Image location labeling data
◆ ◆ ◆ ◆ ◆
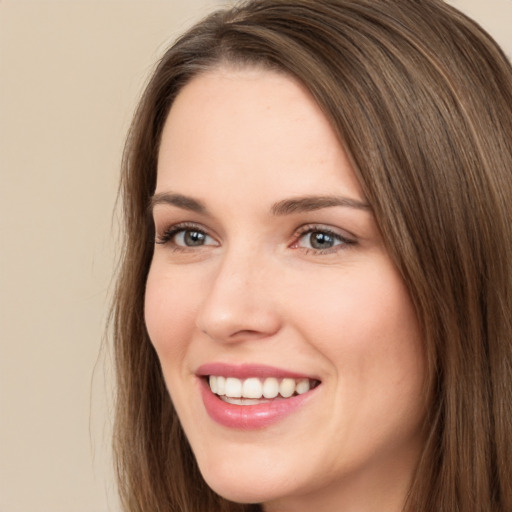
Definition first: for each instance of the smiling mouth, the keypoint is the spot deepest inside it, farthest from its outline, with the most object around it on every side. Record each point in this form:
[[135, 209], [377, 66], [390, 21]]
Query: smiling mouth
[[255, 390]]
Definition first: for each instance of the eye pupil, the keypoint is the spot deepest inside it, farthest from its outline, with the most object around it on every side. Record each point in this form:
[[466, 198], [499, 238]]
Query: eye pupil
[[194, 238], [321, 240]]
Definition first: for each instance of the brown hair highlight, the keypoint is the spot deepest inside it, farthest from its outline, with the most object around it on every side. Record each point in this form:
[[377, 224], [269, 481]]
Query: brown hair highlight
[[421, 98]]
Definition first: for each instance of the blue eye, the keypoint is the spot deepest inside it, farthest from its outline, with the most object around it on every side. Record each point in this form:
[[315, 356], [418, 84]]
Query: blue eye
[[187, 237], [321, 240], [191, 238]]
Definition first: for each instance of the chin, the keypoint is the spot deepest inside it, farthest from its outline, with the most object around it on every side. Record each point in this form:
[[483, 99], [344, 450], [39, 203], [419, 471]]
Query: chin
[[247, 482]]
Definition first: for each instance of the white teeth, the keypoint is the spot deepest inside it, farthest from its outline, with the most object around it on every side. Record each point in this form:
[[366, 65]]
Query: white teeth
[[233, 387], [270, 388], [255, 388], [287, 387], [252, 388], [221, 385]]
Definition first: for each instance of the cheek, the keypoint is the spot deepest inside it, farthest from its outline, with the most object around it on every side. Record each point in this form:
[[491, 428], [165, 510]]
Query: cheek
[[169, 313], [366, 326]]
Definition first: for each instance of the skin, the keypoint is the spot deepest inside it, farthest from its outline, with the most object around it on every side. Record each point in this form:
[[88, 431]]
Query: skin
[[257, 291]]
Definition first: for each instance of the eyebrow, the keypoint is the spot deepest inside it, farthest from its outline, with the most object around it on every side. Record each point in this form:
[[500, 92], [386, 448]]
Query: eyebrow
[[284, 207], [312, 203], [179, 200]]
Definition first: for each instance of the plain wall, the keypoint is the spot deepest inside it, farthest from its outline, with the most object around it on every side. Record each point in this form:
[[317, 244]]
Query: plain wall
[[70, 73]]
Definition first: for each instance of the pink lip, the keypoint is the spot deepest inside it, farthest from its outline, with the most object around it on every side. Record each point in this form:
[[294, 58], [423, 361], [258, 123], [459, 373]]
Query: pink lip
[[249, 417], [244, 371]]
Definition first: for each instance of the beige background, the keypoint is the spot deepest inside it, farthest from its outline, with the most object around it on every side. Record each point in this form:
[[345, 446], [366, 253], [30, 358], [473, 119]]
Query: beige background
[[70, 73]]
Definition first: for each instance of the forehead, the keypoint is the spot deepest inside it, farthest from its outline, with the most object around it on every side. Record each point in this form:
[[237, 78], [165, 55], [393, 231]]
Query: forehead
[[239, 128]]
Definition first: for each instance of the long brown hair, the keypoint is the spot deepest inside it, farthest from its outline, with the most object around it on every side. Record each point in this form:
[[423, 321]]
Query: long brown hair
[[421, 98]]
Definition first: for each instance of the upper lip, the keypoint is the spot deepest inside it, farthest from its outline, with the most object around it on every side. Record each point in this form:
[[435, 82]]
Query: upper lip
[[244, 371]]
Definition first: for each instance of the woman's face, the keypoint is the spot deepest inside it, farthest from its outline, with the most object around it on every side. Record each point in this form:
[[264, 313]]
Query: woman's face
[[269, 274]]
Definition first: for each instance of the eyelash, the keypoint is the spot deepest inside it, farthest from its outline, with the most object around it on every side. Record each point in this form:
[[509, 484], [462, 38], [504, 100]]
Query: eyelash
[[167, 238], [315, 228]]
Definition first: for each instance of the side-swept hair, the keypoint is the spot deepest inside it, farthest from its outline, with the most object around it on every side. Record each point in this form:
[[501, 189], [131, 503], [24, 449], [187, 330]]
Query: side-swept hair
[[421, 99]]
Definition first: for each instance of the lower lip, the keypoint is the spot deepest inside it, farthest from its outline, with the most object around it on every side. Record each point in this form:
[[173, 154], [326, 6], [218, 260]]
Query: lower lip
[[250, 417]]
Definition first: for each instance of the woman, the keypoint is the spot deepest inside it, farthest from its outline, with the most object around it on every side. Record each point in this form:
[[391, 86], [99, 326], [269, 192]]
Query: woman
[[314, 306]]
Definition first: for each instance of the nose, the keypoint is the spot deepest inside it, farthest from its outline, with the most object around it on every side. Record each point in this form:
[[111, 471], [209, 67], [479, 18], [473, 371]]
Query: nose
[[240, 304]]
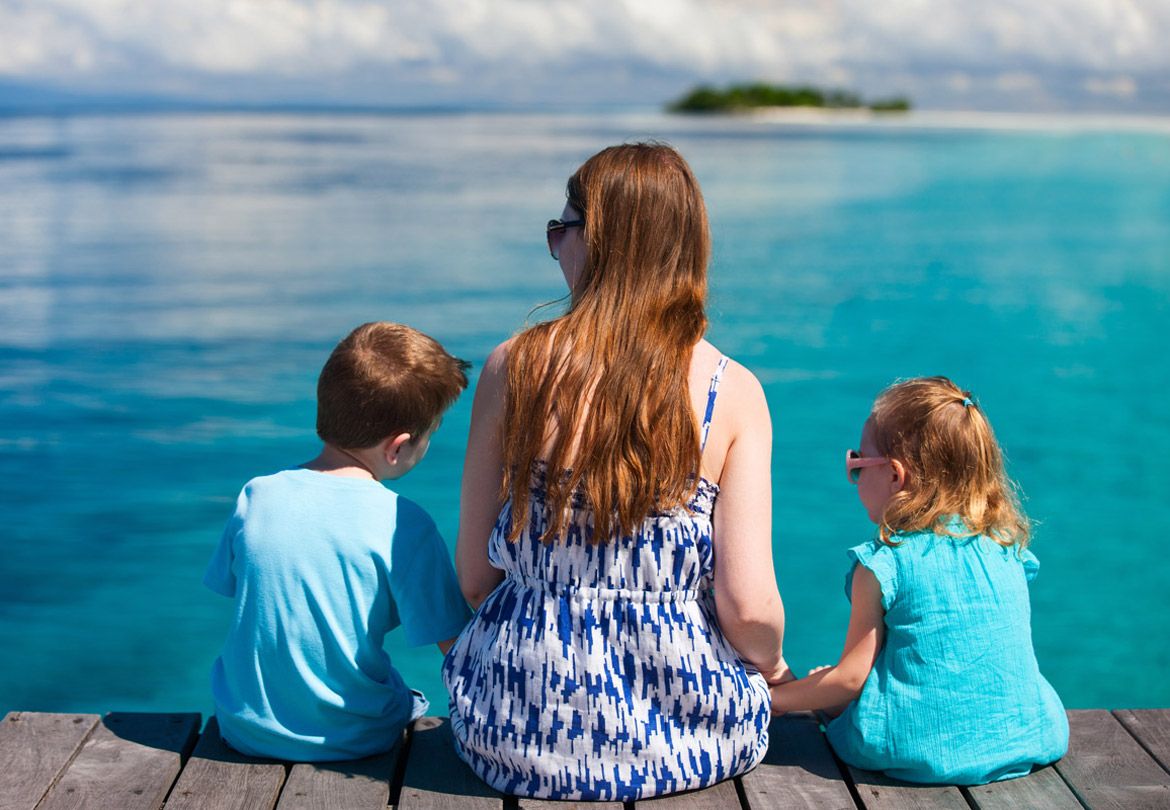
◆ ◆ ◆ ◆ ◆
=== What is required ===
Recast the data as a numbered list, starting from the beginning and running through the line that contains "[[255, 390]]", with that line included. Leave out the pictures and any blank lines.

=== Exercise answer ===
1. Definition first: for each instance of the smiling mouth, the keypoint is the spot deepest inside it, farthest from its outline, with the most object around it on every side. Record each point in this form:
2. [[135, 209], [377, 66], [390, 21]]
3. Query: smiling mouth
4. [[255, 390]]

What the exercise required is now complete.